Please locate each line in the records that includes the word "wooden" and copy those lines out, treating uppercase and lowercase as different.

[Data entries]
+--

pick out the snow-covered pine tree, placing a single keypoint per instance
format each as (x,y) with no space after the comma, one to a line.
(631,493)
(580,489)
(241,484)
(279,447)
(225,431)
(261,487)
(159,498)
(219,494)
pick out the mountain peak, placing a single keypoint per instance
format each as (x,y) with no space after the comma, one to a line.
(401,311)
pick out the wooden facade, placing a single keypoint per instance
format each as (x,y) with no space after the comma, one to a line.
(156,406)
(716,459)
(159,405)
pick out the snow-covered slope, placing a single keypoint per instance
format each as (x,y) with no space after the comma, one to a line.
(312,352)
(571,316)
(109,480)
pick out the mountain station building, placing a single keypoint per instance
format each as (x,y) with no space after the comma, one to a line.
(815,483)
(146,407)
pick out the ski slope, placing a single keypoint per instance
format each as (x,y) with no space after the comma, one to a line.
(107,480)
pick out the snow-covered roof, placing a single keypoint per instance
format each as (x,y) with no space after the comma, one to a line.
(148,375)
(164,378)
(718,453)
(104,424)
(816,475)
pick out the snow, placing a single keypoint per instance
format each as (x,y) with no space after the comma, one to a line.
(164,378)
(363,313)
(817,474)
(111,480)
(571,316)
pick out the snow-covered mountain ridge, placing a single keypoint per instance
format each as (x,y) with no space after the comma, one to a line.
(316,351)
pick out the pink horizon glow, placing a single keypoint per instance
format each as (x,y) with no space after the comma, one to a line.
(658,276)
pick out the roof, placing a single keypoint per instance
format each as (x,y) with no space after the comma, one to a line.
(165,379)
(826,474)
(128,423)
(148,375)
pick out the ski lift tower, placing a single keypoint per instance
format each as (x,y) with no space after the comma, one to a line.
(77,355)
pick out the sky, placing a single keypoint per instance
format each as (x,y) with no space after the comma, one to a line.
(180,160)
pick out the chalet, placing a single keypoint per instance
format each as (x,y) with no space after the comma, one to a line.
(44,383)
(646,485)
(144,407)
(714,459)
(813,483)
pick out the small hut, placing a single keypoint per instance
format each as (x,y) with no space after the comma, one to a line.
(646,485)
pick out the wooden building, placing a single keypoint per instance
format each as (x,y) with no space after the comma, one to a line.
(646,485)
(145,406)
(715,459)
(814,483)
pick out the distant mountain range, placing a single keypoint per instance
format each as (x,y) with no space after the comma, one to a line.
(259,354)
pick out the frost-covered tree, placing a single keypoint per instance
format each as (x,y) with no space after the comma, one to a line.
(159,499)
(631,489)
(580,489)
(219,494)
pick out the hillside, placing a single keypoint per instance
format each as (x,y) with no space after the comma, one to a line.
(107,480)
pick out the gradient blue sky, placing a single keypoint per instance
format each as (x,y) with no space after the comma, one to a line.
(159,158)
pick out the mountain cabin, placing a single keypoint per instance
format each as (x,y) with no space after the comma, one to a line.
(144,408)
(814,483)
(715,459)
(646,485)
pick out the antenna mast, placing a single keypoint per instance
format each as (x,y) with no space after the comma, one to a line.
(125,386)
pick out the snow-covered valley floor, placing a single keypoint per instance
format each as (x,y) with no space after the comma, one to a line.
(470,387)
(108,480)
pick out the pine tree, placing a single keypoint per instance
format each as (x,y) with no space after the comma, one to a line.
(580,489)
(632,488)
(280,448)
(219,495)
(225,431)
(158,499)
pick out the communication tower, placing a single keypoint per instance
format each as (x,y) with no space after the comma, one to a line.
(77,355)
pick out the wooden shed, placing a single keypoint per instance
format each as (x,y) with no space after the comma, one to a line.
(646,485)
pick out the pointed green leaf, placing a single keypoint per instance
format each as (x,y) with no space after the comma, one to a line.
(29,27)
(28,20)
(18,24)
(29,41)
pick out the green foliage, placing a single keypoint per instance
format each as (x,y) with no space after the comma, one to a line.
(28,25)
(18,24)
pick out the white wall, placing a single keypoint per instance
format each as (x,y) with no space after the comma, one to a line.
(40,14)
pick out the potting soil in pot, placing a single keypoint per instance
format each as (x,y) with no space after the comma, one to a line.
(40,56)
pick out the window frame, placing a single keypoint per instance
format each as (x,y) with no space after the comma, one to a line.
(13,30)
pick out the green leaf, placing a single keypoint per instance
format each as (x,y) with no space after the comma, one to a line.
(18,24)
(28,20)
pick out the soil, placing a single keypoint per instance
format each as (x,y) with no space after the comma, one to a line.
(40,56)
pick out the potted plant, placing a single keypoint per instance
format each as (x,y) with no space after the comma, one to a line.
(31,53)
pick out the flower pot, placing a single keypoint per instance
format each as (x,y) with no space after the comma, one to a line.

+--

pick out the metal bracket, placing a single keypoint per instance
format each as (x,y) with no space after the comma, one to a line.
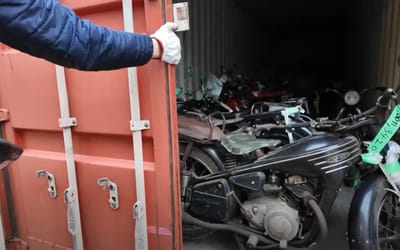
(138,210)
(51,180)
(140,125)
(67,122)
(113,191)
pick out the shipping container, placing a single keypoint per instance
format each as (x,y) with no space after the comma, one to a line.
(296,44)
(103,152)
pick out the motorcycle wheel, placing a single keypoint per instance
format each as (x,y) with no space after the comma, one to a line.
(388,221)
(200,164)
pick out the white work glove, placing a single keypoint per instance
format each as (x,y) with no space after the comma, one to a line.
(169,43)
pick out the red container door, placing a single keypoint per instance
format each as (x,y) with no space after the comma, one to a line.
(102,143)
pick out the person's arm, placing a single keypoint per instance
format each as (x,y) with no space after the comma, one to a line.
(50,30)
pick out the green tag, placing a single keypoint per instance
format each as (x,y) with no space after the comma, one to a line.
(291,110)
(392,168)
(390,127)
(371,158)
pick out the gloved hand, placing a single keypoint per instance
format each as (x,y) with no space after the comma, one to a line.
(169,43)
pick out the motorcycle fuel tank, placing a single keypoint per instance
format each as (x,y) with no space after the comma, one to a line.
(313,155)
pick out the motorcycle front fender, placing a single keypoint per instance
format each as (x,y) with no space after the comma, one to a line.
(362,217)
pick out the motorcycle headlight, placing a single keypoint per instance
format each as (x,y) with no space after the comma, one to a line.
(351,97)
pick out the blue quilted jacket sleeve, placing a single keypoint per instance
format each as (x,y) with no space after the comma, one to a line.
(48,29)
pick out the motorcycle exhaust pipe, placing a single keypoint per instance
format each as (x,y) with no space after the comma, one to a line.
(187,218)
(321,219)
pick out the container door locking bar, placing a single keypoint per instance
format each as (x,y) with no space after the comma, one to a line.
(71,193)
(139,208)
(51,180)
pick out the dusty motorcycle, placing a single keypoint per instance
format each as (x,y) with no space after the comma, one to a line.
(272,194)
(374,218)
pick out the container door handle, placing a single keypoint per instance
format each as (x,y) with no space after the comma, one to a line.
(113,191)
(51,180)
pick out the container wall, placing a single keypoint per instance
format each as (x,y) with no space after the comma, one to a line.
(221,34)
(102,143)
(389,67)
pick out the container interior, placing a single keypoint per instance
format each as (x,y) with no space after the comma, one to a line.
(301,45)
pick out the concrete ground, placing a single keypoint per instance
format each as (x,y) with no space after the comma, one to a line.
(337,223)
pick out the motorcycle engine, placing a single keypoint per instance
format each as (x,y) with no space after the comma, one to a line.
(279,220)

+--

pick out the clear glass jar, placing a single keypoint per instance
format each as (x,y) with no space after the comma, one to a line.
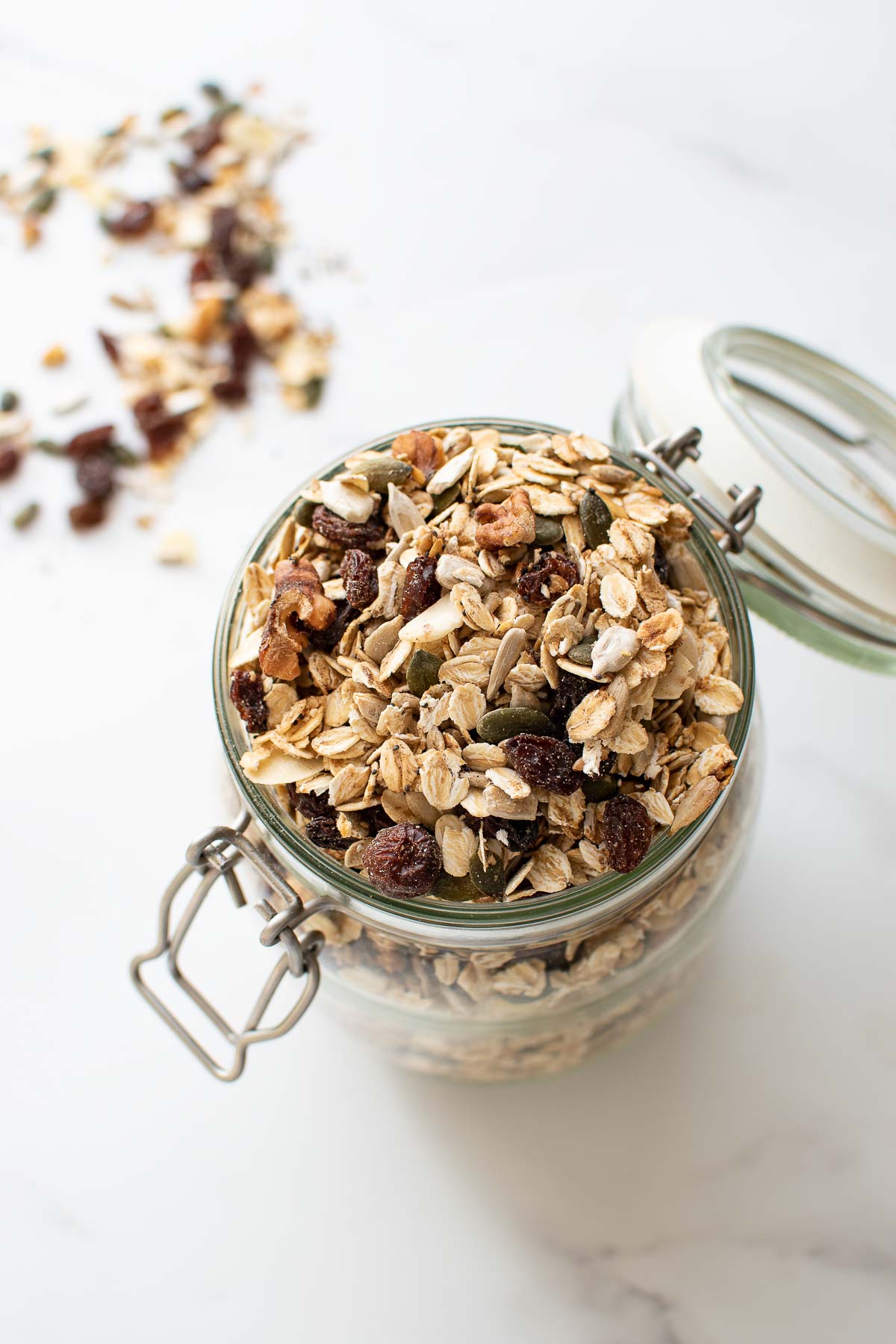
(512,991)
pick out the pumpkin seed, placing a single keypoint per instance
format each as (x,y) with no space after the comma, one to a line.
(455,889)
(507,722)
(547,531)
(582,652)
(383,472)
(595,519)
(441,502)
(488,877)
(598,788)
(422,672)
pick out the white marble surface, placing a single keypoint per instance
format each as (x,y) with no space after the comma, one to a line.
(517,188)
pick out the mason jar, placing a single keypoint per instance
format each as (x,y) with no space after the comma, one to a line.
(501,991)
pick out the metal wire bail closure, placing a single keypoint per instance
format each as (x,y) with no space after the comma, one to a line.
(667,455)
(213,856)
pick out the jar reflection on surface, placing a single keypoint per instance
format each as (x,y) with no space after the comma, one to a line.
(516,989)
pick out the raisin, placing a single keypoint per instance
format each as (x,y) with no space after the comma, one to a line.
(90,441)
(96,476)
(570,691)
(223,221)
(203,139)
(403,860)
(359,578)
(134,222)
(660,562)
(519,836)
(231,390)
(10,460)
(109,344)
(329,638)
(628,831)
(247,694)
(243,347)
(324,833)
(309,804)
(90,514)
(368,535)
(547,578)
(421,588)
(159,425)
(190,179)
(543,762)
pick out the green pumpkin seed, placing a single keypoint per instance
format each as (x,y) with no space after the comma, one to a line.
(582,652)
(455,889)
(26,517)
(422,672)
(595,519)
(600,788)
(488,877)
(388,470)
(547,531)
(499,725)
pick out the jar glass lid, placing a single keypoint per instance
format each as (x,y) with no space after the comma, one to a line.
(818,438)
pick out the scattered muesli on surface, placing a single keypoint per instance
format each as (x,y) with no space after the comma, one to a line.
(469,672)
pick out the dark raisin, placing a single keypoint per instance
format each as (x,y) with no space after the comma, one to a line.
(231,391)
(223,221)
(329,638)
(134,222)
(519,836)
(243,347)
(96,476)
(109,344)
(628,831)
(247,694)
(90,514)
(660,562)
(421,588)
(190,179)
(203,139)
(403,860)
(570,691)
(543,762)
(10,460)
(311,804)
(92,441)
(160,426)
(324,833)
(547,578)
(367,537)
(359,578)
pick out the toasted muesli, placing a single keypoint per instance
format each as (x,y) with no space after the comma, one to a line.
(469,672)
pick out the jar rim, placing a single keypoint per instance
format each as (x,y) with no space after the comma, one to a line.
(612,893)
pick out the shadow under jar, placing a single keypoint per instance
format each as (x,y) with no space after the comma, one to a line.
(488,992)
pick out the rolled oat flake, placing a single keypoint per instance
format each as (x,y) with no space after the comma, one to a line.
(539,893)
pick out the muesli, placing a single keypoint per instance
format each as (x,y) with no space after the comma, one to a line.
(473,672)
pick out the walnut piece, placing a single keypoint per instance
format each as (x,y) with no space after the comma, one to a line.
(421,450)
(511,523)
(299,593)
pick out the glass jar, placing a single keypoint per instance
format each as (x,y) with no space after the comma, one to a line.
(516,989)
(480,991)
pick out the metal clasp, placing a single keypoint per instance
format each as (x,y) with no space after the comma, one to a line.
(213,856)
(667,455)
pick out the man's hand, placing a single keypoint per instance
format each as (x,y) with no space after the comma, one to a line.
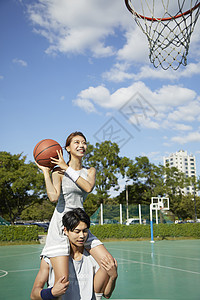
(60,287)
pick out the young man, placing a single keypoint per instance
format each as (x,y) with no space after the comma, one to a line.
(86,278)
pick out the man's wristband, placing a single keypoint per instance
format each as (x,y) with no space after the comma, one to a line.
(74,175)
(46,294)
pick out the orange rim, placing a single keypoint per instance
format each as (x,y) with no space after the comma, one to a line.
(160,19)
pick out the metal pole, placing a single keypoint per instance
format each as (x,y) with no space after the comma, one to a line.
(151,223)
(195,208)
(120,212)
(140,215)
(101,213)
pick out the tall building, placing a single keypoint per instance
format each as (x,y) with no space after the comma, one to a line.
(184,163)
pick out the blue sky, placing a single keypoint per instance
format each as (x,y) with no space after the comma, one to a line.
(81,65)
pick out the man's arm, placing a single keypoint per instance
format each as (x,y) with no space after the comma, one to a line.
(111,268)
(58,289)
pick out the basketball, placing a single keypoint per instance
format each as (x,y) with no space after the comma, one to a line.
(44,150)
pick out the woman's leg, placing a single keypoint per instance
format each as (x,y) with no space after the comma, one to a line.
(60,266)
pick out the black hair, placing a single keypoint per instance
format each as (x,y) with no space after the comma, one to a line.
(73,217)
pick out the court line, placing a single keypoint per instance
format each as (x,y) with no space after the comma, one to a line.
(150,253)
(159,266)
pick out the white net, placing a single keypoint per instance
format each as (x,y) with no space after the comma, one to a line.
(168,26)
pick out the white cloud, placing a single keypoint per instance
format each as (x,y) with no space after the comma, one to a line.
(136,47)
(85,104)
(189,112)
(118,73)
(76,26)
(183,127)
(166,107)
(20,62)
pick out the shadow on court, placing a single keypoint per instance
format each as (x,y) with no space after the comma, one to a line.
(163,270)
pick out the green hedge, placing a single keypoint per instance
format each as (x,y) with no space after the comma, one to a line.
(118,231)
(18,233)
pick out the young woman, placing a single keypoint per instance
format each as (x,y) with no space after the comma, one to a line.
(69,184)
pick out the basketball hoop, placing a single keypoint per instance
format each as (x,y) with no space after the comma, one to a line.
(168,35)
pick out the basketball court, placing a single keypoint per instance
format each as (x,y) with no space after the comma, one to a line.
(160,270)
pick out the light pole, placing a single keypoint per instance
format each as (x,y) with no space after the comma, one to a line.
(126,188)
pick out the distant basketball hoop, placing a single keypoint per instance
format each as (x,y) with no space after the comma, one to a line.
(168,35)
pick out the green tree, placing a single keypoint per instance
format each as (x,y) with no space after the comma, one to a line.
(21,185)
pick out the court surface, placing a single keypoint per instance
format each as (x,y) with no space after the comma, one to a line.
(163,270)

+--

[RESULT]
pick out the wooden facade, placing a single keypoint per instance
pick out the wooden building, placing a single keypoint per instance
pick out the wooden shed, placing a single keypoint per instance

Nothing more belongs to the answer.